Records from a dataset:
--- START ---
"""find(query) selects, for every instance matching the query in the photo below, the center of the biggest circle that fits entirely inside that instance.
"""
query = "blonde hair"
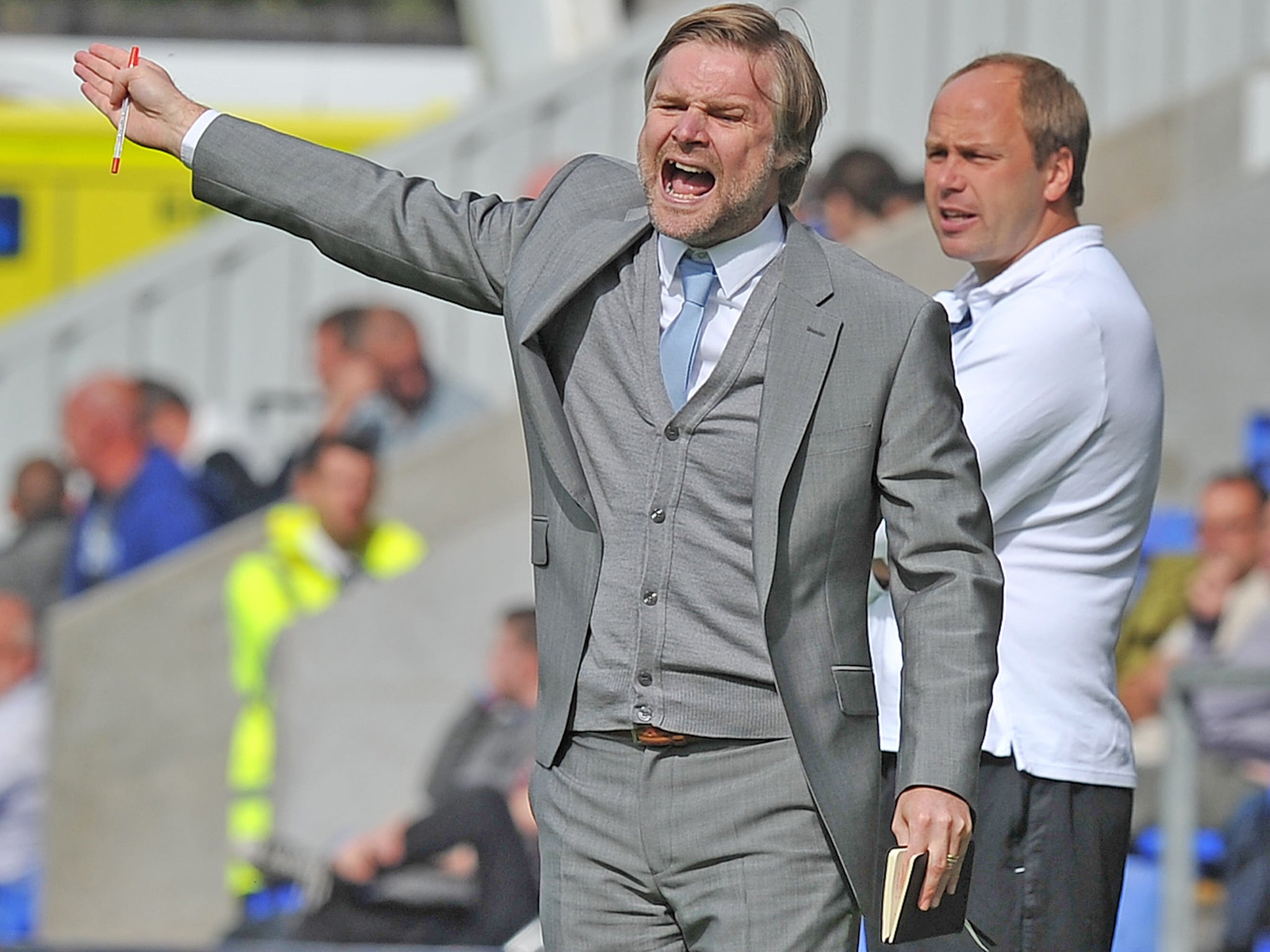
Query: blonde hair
(798, 98)
(1052, 111)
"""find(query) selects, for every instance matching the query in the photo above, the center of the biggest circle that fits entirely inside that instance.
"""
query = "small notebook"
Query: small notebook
(901, 918)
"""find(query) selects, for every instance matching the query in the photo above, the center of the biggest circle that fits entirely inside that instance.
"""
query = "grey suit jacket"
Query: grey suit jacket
(860, 418)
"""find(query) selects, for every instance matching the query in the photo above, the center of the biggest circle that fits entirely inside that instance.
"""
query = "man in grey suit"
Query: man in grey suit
(718, 407)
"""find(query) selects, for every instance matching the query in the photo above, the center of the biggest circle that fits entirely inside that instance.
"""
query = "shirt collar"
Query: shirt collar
(735, 260)
(969, 294)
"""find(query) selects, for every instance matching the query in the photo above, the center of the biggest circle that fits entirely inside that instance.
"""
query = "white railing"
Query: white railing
(226, 311)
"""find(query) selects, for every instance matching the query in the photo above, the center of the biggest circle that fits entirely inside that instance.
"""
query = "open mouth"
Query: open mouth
(685, 182)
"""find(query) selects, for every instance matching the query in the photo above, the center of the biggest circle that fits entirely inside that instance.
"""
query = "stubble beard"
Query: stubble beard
(739, 208)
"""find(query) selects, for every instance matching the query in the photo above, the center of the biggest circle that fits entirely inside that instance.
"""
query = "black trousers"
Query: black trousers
(507, 895)
(1048, 865)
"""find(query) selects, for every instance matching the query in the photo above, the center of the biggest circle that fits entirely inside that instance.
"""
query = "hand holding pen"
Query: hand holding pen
(158, 113)
(123, 120)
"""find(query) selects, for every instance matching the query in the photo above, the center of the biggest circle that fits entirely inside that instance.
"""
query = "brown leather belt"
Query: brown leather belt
(651, 736)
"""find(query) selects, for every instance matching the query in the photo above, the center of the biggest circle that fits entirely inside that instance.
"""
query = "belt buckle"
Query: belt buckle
(649, 736)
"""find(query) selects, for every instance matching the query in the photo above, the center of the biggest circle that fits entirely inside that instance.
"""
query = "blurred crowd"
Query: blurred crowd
(143, 472)
(158, 472)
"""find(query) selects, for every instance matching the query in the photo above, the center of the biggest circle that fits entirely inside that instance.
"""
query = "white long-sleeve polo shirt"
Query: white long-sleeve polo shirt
(1064, 398)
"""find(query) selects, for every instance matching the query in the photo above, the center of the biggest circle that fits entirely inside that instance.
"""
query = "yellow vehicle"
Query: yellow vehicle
(65, 219)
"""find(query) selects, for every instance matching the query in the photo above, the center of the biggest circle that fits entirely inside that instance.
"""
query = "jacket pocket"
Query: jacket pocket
(856, 692)
(840, 441)
(539, 541)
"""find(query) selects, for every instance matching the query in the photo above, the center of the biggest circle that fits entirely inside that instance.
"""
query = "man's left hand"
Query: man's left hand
(931, 821)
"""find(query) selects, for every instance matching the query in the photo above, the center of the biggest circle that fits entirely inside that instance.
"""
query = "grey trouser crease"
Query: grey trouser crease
(714, 847)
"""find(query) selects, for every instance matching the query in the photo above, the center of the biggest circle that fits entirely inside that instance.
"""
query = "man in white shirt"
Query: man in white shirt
(1057, 366)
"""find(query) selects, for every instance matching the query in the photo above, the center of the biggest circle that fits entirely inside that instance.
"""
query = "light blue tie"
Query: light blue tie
(681, 339)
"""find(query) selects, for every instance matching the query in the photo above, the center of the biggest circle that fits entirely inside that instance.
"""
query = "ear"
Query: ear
(1059, 174)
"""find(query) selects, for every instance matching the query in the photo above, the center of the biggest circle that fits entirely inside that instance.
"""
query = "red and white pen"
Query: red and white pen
(123, 120)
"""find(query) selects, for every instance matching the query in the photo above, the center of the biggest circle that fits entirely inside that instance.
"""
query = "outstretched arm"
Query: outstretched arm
(162, 115)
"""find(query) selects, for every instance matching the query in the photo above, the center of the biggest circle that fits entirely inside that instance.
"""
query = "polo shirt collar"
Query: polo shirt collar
(735, 260)
(969, 296)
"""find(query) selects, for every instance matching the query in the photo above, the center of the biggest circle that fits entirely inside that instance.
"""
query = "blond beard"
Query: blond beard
(734, 218)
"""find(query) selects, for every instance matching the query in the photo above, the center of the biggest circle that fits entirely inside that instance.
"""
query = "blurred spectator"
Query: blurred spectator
(1225, 593)
(412, 399)
(141, 506)
(481, 826)
(1227, 599)
(492, 743)
(860, 191)
(33, 563)
(23, 728)
(215, 471)
(378, 386)
(313, 550)
(1233, 729)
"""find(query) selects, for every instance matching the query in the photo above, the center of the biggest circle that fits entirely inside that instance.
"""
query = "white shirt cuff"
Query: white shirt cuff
(196, 133)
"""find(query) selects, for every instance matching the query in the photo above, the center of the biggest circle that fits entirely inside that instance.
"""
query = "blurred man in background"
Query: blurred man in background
(314, 549)
(861, 191)
(218, 474)
(1219, 601)
(1225, 607)
(143, 506)
(33, 564)
(470, 834)
(412, 399)
(376, 385)
(23, 760)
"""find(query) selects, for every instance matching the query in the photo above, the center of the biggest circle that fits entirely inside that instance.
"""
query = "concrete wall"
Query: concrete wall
(143, 708)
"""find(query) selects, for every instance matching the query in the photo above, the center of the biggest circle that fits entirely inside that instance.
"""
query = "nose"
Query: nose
(946, 174)
(690, 128)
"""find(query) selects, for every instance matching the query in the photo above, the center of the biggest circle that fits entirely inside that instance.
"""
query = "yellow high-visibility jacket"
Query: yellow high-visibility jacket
(265, 593)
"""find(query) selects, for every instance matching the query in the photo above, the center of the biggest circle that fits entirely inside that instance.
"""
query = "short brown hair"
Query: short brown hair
(799, 98)
(1052, 110)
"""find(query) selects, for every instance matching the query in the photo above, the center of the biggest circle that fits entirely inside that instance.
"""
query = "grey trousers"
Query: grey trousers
(714, 847)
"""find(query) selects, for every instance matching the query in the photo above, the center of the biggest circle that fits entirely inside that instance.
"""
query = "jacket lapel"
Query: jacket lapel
(803, 340)
(574, 260)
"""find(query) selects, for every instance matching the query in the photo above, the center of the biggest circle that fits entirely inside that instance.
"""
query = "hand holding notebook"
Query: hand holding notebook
(905, 920)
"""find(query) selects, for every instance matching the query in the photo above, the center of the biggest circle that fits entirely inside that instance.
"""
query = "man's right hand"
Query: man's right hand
(361, 858)
(161, 115)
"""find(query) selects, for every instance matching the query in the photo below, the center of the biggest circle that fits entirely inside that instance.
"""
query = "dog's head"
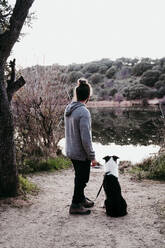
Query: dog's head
(111, 165)
(107, 158)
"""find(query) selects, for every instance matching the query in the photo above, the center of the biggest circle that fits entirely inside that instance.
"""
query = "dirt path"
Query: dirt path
(47, 223)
--- END ---
- _WHAT TO PRODUCE_: Write out the data above exactly, minus any images.

- _EXERCISE RESPONSE_:
"""find(query) selects, for every instance matching the query in the photo below, the center of the biggest circle that fits entirely inside that instance.
"""
query = "blonde hair"
Query: blonde hair
(798, 98)
(1052, 111)
"""find(query) selects, for every instance matching the query in the photo above, the center of the biggest circle that fits entirely inside that instance.
"""
query = "small notebook"
Query: small notebook
(901, 918)
"""find(query) selects, for every instance matching the query in the photo above, the center of the biggest circle that fits entirely inside that instance.
"""
query = "grey suit jacket"
Query: grey suit jacket
(860, 418)
"""find(query) selects, for every instance matching the query in the photo above, the center of the biggest circle that fits entirely inside that instance.
"""
query = "man in grey suit"
Query: man in grey suit
(718, 407)
"""find(query) selects, for every instance matching the query in the photo above, the center of the biggest circle that fits entirely inside that instance.
"""
query = "shirt collar"
Query: shirt collar
(735, 260)
(969, 294)
"""find(query) selects, for every instance matching the query in the photo above, the center of the biggest circle that fits entirely inside that instance.
"""
query = "white railing"
Query: white railing
(226, 311)
"""find(query) selects, for every instance matching the query in the photo above, the center of the biggest circle that fits entirely inside that instance.
"""
query = "open mouth"
Query: open mouth
(685, 182)
"""find(query) selects, for every instance matching the query in the photo above, the center of the biggest circle that fits entirely inside that instance.
"""
query = "stubble beard"
Query: stubble beard
(739, 208)
"""find(query) selects, for every instance matching the query in the photo above, the center of the biggest circle that fits entirely inside that instance.
"""
query = "black trousers"
Query: black trousers
(507, 895)
(1048, 865)
"""find(query) selects, for every instance matching the query in the photo above, the center of the biggest circle that fits entirely inside that instance.
"""
query = "hand holding pen"
Query: hand holding pen
(158, 113)
(123, 120)
"""find(query) selects, for every instance matching the query in the photo above, the center of the biggest circle that fits entirely inside that instance.
"""
query = "brown leather belt"
Query: brown leather belt
(651, 736)
"""find(query) selects, for every instance matching the query in the photo above, the center of the biggest circle that fits entirely inside that instance.
"""
query = "belt buckle"
Query: belt buckle
(649, 736)
"""find(query) selects, for every instance matching the query in the photo above, the center of the biggest circle that fits entirely inside that instance.
"""
query = "blurred crowd"
Query: blurred crowd
(143, 472)
(158, 472)
"""find(query) selects, for every instance matching the query in the photo above, the center of the biggest circle that fits entirely inside that instance.
"""
query = "white long-sleeve polo shirt"
Query: white long-sleeve polo shirt
(1064, 398)
"""find(query) selects, for every instance matching the query in the photo above, the center of the biggest circle that fits entirely inside that instance.
"""
query = "yellow vehicle"
Query: yellow vehicle
(65, 219)
"""find(query) selects, for every instance matching the query in the photo above, the center of the biggest circle that fits entirely inside that instance.
"""
query = "jacket pocket"
Query: jacket pocket
(856, 692)
(840, 441)
(539, 541)
"""find(query) selects, for every instance matching the query in the photo above, the center of the biggest circle that fits entirely inside that instance.
"""
query = "man's left hand"
Query: man's left hand
(931, 821)
"""find(query) selects, for every instance matching the query in the photo above, the center of the biggest circle that fits entirely inside that instance.
"""
query = "grey trouser crease"
Query: grey trouser crease
(714, 847)
"""find(query) selects, for every instance matching the query in the photo above, the center of the biggest circle that fits entirely inside that instance.
"""
query = "man in white shirt"
Query: man in white shirt
(1057, 366)
"""find(query) selects, for every instance matching the query in the photo above, the center of the biggest circle that fits entirely inside that instance.
"""
query = "light blue tie"
Query: light blue tie
(681, 339)
"""find(query) selects, for every instance matching the query in the photo above, the center of the biggest circle that fits entirely inside that instance.
"""
query = "ear"
Query: ear
(1059, 174)
"""find(query) selects, for every instance matching the query in the photo above, the center of the biggest circle that fits entirely inside that instance.
"""
query = "red and white pen"
Query: red and white pen
(123, 120)
"""find(query) selects, for every instance matching the query in the photo above, the center of the biggest circle that fits entirely inside that instance.
"""
query = "outstretched arm"
Query: outstretched arm
(162, 115)
"""find(query) selects, for every instance matching the query in the photo above, the center of the biggest circle that fits entirely inside that instance.
"""
query = "polo shirt collar"
Query: polo shirt collar
(735, 260)
(969, 296)
"""find(query) selects, for every instance matching the query in the photo above, the center of the biggest circle that fits entirely inside that instance.
"""
query = "blond beard"
Query: blond beard
(734, 218)
"""find(query) selects, for every instance matching the query in the photo above, the center of the biggest circle that fits entirely inside that instance.
"""
query = "blurred spectator"
Query: blurred spectator
(1225, 593)
(412, 399)
(141, 506)
(481, 826)
(1227, 599)
(492, 743)
(860, 191)
(33, 563)
(23, 728)
(215, 471)
(378, 386)
(313, 550)
(1233, 729)
"""find(query) selects, for every instance matching the query in the photo above, the center of the biggest circle that fits entirely inside that instance.
"""
query = "white shirt cuff"
Query: white shirt cuff
(196, 133)
"""find(query) selects, for every instance matching the query in the photo above, the center of the biggest circle that fits entirely inside that instance.
"""
query = "blurred man in background"
Query: blurred man in background
(314, 549)
(861, 191)
(218, 474)
(1219, 601)
(1225, 607)
(143, 506)
(33, 564)
(470, 834)
(412, 399)
(376, 385)
(23, 760)
"""find(query) selects, for every instance matching the query in the photo above, the center of the biggest circle that fits entirely inside that instance.
"""
query = "concrete wall"
Query: concrete wall
(143, 708)
"""find(query) selects, for every instance matching the query in the photo above, the center of the biggest circle that fits entirely inside that instance.
"""
query = "nose"
Query: nose
(946, 174)
(690, 128)
"""find(query) selects, for every instance matching the query in the photo above, the center of the biggest circle that fits entirely inside that instance.
"""
query = "yellow high-visibility jacket"
Query: yellow high-visibility jacket
(265, 593)
"""find(query) selects, for every instance matching the query in the photo above, the center of the biggest circle that fits entirely inside that instance.
"""
query = "short brown hair"
Query: short brown hair
(799, 98)
(1052, 110)
"""find(query) selects, for every instance matching the query in the photo above, the center of the biggest circle that fits entirely inside that instance.
"""
query = "grey trousers"
Query: grey trousers
(714, 847)
"""find(query) selects, for every instance matching the query in the photo above, the center of the biggest circle that fits entirely inside that instance.
"""
query = "jacket lapel"
Query: jacket lapel
(803, 340)
(574, 260)
"""find(query) selects, for every instance matching the query in the photo above, the center of the biggest circle that fits entirely inside that instance.
"""
query = "hand holding notebook"
Query: hand holding notebook
(905, 920)
"""find(query) selects, for every instance matching the query in the photo above, the center of the biggest circle that fits entirely inside that instance.
"""
query = "man's right hand"
Query: man's right hand
(361, 858)
(161, 115)
"""find(query) selects, for every instance matching the query in the photo below, the center of the biggest circle that fits entirely inside that instance.
"""
query = "dog's head"
Query: dog's head
(111, 165)
(107, 158)
"""find(query) selects, for every instance matching the query in the photo above, the center of the biggest circle that fits entirely inside that instance.
"""
query = "dirt path"
Query: dirt path
(47, 223)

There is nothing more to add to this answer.